By picking current elected officials for his team, Obama has helped make Kirsten Gillibrand a national figure, handed Republicans the keys to government in Arizona, and indirectly put a felon in charge of Charlotte, North Carolina.

Tapping elected politicians for the cabinet is nothing new, but Obama has done it at a notable pace, plucking three senators, two governors, a House member, and two mayors from their posts since 2009. By adding Castro—one of Texas and Hispanic Democrats' leading lights—to that list, Obama has once again inserted himself into a state's political evolution, with unknowable consequences.

So far, the biggest results have come from Obama's selection of Hillary Clinton to head his State Department in 2009. Not only did that move set up the contours of the nascent 2016 presidential election, it created a new Democratic star. Before then-Governor David Paterson of New York appointed Kirsten Gillibrand to succeed Clinton in the Senate, Gillibrand was a Blue Dog Democrat in the House with an "A" rating from the National Rifle Association, a hard-line position on immigration, and a purple upstate district that she could well have lost the next year, in the 2010 Republican wave election.

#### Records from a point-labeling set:
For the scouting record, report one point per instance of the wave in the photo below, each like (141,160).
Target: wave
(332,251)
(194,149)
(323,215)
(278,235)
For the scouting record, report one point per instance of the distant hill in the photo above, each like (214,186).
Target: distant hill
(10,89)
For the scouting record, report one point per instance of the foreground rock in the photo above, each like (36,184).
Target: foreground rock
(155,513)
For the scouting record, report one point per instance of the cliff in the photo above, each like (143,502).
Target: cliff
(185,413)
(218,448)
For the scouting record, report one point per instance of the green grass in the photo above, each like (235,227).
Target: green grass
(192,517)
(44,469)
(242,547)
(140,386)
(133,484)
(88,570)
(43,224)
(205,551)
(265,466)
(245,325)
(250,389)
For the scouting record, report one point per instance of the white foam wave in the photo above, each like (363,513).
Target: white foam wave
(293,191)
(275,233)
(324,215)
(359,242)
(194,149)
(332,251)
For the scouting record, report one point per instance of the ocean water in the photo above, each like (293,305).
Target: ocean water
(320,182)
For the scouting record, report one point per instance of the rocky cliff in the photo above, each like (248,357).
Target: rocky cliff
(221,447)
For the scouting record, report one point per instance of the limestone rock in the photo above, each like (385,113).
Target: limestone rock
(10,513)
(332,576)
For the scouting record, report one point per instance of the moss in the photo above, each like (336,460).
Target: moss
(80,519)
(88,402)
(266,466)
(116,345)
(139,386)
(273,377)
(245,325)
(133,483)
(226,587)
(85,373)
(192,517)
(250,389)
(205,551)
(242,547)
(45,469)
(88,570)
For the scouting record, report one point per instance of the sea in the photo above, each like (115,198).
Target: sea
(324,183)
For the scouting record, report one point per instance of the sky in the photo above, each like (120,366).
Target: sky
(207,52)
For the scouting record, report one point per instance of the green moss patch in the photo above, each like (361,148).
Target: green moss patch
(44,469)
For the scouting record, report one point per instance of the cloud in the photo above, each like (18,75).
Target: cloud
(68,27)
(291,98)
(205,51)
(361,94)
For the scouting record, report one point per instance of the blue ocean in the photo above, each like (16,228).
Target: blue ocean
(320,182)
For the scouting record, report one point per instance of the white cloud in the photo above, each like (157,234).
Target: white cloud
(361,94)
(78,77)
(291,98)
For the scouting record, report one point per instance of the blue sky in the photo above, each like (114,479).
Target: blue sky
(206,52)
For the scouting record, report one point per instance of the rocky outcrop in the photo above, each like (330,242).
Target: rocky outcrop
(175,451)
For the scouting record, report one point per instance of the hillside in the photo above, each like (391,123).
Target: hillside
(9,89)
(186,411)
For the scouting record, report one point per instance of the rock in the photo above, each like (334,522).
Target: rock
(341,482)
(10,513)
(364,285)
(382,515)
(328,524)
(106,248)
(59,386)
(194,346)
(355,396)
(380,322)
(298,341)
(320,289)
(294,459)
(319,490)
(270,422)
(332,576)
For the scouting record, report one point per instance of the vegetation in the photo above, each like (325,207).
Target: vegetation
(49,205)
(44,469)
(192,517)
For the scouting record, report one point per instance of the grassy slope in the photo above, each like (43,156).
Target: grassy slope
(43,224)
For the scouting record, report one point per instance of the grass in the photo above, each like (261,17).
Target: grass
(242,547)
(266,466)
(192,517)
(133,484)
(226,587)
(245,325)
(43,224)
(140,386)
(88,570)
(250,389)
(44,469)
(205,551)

#### EXERCISE:
Extend the piece on Obama drawing cabinet members from elected office, picking up after its final sentence.

#### TASK RESULT:
Now Gillibrand is popular with the party base, a reliable progressive, and one of the top names on the list of non-Clinton Democratic women whom people discuss as potential presidential material.

The Clinton decision may have been the glitziest one, but it's far from the only Obama cabinet appointment that had cascading, and sometimes controversial, political consequences. By asking then-Governor Janet Napolitano of Arizona to take over the Homeland Security Department in 2009, Obama handed the governorship to Republican Jan Brewer, then the state's No. 2. That gave the GOP unified control of Arizona's government; the party already had both chambers of the state Legislature, but most everything still had to get through Napolitano. One Democratic state senator criticized Napolitano for abandoning the state by taking the cabinet post.

The next year, Brewer signed the harshest immigration law in the country, Senate Bill 1070, which Obama called "irresponsible" and said "undermine[d] basic notions of fairness." That's just the best-known of many pieces of conservative legislation the state GOP pushed with Brewer in the governor's office. Napolitano's successor also slowed the advance of other ambitious state Republicans, who may have been eyeing the planned open governor's race in 2010.

By contrast, former Senator John Kerry's move to the State Department in 2013 opened doors for several Democrats in Massachusetts' static political hierarchy to move up.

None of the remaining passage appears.